▸ **Source excerpt**

▬▬▬▬▬▬

ITEM 1.01_ENTRY INTO A MATERIAL DEFINITIVE AGREEMENT


On June 6, 2008, the Registrant signed a distribution agreement with 2174684 Ontario Inc.(“2174684”), an Ontario based Company, whereby 2174684 will be the exclusive supplier to the Registrant of the wine product list (as listed in Exhibit 10.01 below, Schedule “A”) and the Registrant will be the exclusive distributor of these products throughout China.


2174684 (“Supplier”) agrees that during the term of this Agreement, it shall:


(a)

sell to the Distributor, at the Purchase Price, such quantities of the Products as are ordered by the Distributor from time to time;


(b)

deliver all orders of the Products made by the Distributor, upon the terms otherwise set out herein, within and not later than fifteen (30) days from the date of the receipt by Supplier of the said order;


(c)

refund or credit to the account of the Distributor the amounts paid or owing by the Distributor for any Products which are defective or faulty so as to be un-saleable and which the Distributor returns to Supplier, provided that the fault or defect does not arise as result of the actions of the Distributor or breach of the Distributor's obligations under this Agreement;


(d)

use its best efforts to maintain or improve the quality and standards of the Products;


(e)

▬▬▬▬▬▬

▸ **Provided data**
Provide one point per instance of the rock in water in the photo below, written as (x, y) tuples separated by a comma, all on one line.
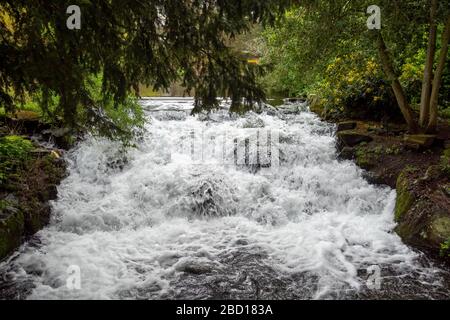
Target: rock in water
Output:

▬▬▬▬▬▬

▸ **What you are asked to do**
Can you copy the distribution agreement excerpt word for word, beginning at the words "ITEM 1.01_ENTRY INTO" and stopping after "products throughout China."? The material has no connection to the distribution agreement excerpt.

▸ **Full solution**
ITEM 1.01_ENTRY INTO A MATERIAL DEFINITIVE AGREEMENT


On June 6, 2008, the Registrant signed a distribution agreement with 2174684 Ontario Inc.(“2174684”), an Ontario based Company, whereby 2174684 will be the exclusive supplier to the Registrant of the wine product list (as listed in Exhibit 10.01 below, Schedule “A”) and the Registrant will be the exclusive distributor of these products throughout China.